Work request >> Each entry, in full: reproduce it exactly.

Data records >>
————————

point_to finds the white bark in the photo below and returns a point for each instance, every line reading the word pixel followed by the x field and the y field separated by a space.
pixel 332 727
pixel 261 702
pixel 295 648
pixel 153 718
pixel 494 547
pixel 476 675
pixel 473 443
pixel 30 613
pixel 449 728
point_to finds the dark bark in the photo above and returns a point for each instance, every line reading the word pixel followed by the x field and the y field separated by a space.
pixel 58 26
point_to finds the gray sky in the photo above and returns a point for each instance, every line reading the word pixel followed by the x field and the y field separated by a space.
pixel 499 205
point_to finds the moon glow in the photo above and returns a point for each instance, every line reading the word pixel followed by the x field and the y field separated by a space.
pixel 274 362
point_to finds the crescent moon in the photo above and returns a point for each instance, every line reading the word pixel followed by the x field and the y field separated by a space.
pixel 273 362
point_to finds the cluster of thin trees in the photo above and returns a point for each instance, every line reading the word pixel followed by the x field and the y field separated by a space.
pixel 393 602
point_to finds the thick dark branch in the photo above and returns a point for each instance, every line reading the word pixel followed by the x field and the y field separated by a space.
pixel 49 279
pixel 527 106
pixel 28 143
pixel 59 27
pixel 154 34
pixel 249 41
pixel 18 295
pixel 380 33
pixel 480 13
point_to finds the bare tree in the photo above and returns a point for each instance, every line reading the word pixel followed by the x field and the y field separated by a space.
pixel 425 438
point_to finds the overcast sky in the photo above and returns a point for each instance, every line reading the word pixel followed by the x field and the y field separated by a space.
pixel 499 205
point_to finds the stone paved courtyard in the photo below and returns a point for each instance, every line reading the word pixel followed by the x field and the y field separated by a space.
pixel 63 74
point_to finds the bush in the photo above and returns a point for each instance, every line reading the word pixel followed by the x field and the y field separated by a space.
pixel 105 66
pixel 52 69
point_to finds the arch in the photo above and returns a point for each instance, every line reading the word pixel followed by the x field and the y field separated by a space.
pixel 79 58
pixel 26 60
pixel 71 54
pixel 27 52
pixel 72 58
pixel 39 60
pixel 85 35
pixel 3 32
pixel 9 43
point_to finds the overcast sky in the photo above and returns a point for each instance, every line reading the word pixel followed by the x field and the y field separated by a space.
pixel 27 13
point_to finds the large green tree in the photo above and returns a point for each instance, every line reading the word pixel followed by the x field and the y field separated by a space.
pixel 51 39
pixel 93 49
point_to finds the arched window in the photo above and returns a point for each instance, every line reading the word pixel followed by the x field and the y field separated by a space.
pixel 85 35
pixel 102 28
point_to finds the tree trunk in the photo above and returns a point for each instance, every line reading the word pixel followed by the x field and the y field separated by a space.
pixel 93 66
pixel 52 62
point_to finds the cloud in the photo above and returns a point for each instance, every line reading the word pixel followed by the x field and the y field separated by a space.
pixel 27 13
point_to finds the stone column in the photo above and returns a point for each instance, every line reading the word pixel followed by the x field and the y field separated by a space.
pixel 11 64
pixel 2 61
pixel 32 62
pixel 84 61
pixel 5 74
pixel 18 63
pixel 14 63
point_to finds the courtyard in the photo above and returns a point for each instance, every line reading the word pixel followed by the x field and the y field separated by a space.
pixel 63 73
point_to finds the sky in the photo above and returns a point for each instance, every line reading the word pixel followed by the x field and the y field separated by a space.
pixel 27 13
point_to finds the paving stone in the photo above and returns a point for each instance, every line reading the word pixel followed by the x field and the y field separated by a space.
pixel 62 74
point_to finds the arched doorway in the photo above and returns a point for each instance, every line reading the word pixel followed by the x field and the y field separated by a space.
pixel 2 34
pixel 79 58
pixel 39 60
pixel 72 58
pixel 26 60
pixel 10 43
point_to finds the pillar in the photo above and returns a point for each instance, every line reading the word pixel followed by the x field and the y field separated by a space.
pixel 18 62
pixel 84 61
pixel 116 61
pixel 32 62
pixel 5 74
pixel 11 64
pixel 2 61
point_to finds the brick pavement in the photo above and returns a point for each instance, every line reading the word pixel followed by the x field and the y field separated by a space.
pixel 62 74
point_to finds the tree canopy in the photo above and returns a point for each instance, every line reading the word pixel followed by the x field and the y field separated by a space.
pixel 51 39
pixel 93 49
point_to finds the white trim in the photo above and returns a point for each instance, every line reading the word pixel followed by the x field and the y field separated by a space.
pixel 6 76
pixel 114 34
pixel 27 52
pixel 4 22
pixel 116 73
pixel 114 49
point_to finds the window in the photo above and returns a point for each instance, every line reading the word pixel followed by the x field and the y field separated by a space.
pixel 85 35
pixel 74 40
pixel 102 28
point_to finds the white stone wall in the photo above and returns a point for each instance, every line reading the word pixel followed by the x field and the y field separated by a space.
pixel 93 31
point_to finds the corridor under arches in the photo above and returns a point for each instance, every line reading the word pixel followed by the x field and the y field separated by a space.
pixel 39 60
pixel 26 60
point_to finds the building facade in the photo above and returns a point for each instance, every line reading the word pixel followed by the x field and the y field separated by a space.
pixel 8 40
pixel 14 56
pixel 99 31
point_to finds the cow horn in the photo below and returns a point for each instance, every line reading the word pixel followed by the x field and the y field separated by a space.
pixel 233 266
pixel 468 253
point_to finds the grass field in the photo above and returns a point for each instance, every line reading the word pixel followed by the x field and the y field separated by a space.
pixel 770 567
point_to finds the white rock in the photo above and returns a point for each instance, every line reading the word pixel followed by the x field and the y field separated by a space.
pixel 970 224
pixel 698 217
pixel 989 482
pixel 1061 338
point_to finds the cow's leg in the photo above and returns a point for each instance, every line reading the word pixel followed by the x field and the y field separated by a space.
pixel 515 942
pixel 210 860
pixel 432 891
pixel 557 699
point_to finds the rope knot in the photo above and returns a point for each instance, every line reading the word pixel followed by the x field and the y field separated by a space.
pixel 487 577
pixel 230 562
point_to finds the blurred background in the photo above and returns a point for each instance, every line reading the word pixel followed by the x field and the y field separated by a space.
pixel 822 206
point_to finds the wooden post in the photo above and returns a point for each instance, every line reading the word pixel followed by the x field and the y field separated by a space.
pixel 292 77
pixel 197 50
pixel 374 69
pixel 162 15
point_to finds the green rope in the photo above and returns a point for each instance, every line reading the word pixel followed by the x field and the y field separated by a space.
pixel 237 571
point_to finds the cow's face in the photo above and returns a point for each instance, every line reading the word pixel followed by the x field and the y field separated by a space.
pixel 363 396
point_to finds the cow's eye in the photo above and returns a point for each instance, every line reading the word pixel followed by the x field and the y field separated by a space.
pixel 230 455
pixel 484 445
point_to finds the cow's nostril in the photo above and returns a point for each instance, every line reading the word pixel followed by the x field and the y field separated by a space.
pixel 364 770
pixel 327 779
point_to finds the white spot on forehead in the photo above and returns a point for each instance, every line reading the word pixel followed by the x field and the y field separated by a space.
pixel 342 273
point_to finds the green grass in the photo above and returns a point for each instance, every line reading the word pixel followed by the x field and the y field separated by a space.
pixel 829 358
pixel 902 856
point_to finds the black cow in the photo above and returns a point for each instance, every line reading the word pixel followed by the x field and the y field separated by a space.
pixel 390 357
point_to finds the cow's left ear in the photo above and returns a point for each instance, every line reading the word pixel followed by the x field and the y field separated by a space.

————————

Task result >>
point_to finds the white bark in the photo below and returns a point for each instance, every line reading the word pixel followed by the x field and the y field separated by a space.
pixel 332 727
pixel 261 702
pixel 295 648
pixel 153 718
pixel 494 547
pixel 476 675
pixel 473 443
pixel 30 613
pixel 449 728
point_to finds the dark bark in the photo above and returns a point for each instance, every line reading the word pixel followed by the x field and the y field separated by a space.
pixel 58 26
point_to finds the gray sky in the photo above and returns a point for each instance, every line reading the word pixel followed by the x field and the y field separated by a space.
pixel 499 205
point_to finds the moon glow in the photo above and returns a point for each instance, every line reading the word pixel followed by the x field and the y field separated by a space.
pixel 274 362
point_to finds the crescent moon in the photo above and returns a point for each instance, every line reading the word pixel followed by the x field and the y field separated by a space.
pixel 273 362
point_to finds the cluster of thin trees in the photo above and returns a point for each instance, every line reading the word pixel followed by the x field and the y field separated by a space.
pixel 393 602
point_to finds the thick dark branch in the photo above and returns a point for each instance, every line reading the word pixel followed by the x field and the y field separated by a space.
pixel 49 279
pixel 527 106
pixel 28 143
pixel 59 27
pixel 154 34
pixel 249 41
pixel 18 295
pixel 380 33
pixel 480 13
point_to finds the bare tree in the photo above and returns a point for each instance, every line reading the word pixel followed by the x field and the y field separated by a space.
pixel 425 438
point_to finds the overcast sky in the photo above and returns a point for each instance, every line reading the word pixel followed by the x field and the y field separated by a space.
pixel 499 205
point_to finds the stone paved courtyard in the photo below and returns a point for each instance, every line reading the word pixel followed by the x field and the y field separated by a space.
pixel 63 74
point_to finds the bush in the photo above and returns a point for each instance, every line reading the word pixel followed by the x field and the y field separated by a space.
pixel 105 66
pixel 52 69
point_to finds the arch in the photo above and returns a point for each instance, every line reading the word pixel followed by the x field and the y field separated by a space.
pixel 79 58
pixel 26 60
pixel 71 54
pixel 27 52
pixel 72 58
pixel 39 60
pixel 85 35
pixel 3 32
pixel 9 43
point_to finds the overcast sky in the photo above and returns a point for each instance, every line reading the word pixel followed by the x field and the y field separated by a space.
pixel 27 13
point_to finds the large green tree in the photo above and returns a point for each instance, every line reading the word pixel followed by the x field and the y field separated by a space.
pixel 51 39
pixel 93 49
point_to finds the arched window in the photo above and returns a point for each instance, every line reading the word pixel followed by the x field and the y field separated by a space.
pixel 85 35
pixel 102 28
point_to finds the tree trunk in the photo above and returns a point for each instance, every line reading the word pixel followed by the x field and the y field separated by a space.
pixel 93 66
pixel 52 62
point_to finds the cloud in the photo above and returns a point for each instance, every line reading the word pixel followed by the x field and the y field separated by a space.
pixel 27 13
point_to finds the stone column in the photo above and returns a point for each instance, every line reading the word pixel followed by the x field and the y field separated by a space.
pixel 11 64
pixel 2 61
pixel 32 62
pixel 84 61
pixel 5 74
pixel 18 63
pixel 14 63
point_to finds the courtyard in the photo above and returns a point for each instance, every line reading the word pixel followed by the x field and the y field separated by a space.
pixel 63 73
point_to finds the sky in the photo above and returns a point for each instance, every line reading the word pixel followed by the x field and the y field separated by a space.
pixel 27 13
point_to finds the paving stone in the photo above and returns a point for each instance, every line reading the word pixel followed by the x field and the y field separated by a space.
pixel 62 74
point_to finds the arched doorway in the photo above and returns a point for each instance, every line reading the word pixel followed by the x field and the y field separated by a space.
pixel 2 34
pixel 79 58
pixel 39 60
pixel 72 58
pixel 26 60
pixel 10 43
point_to finds the pillar in the photo above and returns a point for each instance, every line reading the word pixel followed by the x field and the y field separated by a space.
pixel 18 62
pixel 84 61
pixel 116 61
pixel 32 62
pixel 5 74
pixel 11 64
pixel 2 61
point_to finds the brick pavement in the photo above and returns a point for each instance, every line reading the word pixel followed by the x field and the y field separated by a space.
pixel 62 74
point_to finds the tree canopy in the photo above and returns a point for each instance, every line reading the word pixel followed by the x field and the y field separated by a space.
pixel 51 39
pixel 93 49
point_to finds the white trim in the photo above and returns a point for each instance, every line reading the word pixel followed by the x field and the y field separated by a space.
pixel 6 76
pixel 114 34
pixel 27 52
pixel 4 22
pixel 116 73
pixel 114 49
point_to finds the window in the photo above and returns a point for each instance, every line reading the word pixel followed by the x field and the y field separated by a space.
pixel 85 35
pixel 74 40
pixel 102 28
point_to finds the white stone wall in the photo above and returns a point for each instance, every line reading the word pixel followed by the x field and the y field separated by a space.
pixel 93 31
point_to finds the corridor under arches in the photo above and returns a point for each instance, every line reading the word pixel followed by the x field and the y field separated by a space.
pixel 39 60
pixel 26 60
point_to finds the building facade in the photo above and returns a point for each instance, every line reading the word pixel followed by the x field and the y field separated by a space.
pixel 8 40
pixel 14 56
pixel 99 31
point_to finds the cow horn in the photo below and returns a point for each instance, every line reading the word pixel followed by the x field and the y field separated by a space.
pixel 233 266
pixel 468 253
point_to finds the grass field in the photo above and returns a point for each instance, every line reading the word pixel followed by the x field and the y field separated by a space.
pixel 770 567
point_to finds the white rock in the photo above and returns a point for each instance, every line reading the word pixel followed by the x field and the y field separated by a space.
pixel 970 224
pixel 698 217
pixel 989 482
pixel 1061 338
point_to finds the cow's leg in the photo above and returns a point for each instance, every line reading the word pixel followed by the x field and the y field separated by a space.
pixel 515 942
pixel 210 860
pixel 432 891
pixel 557 699
point_to finds the rope knot in the photo above and returns a point for each instance, every line reading the word pixel followed by the x field and the y field separated by a space.
pixel 487 577
pixel 230 562
point_to finds the blurred background in the photo above and returns a point for each instance, every line reading the word pixel followed by the x field and the y field separated by a space.
pixel 822 206
point_to finds the wooden post in the photo above and returns a point for each instance, every line reading the word pixel followed by the x field and the y field separated by a space.
pixel 292 77
pixel 197 50
pixel 374 69
pixel 162 15
point_to finds the green rope in the photo above and returns a point for each instance, every line reading the word pixel followed by the x field and the y field separated by a space.
pixel 237 571
point_to finds the cow's face in the photo above and returns a point for each instance, every line reading the word pixel followed by the x field and the y field separated by a space.
pixel 363 396
point_to finds the cow's eye in the photo above and returns a point for each instance, every line reading the word pixel followed by the x field and the y field separated by a space.
pixel 230 455
pixel 484 445
point_to finds the cow's nostril in the photo above and returns a point for each instance, every line reading the word pixel followed by the x field and the y field separated by a space.
pixel 364 770
pixel 327 779
point_to finds the white spot on forehead in the photo above and returns a point for each instance, every line reading the word pixel followed by the x field and the y field separated by a space.
pixel 342 273
point_to finds the green grass in the photo above and returns a point for each instance, every line reading the word pixel followed by the x field and the y field separated by a space.
pixel 829 358
pixel 902 856
point_to finds the black cow in the photo above and returns a point for each instance, every line reading the word pixel followed by the x field and the y field separated by a space.
pixel 390 357
point_to finds the cow's left ear in the photo above and returns a point for each instance, every line reading the word pixel followed by the x field and the y field separated by a space.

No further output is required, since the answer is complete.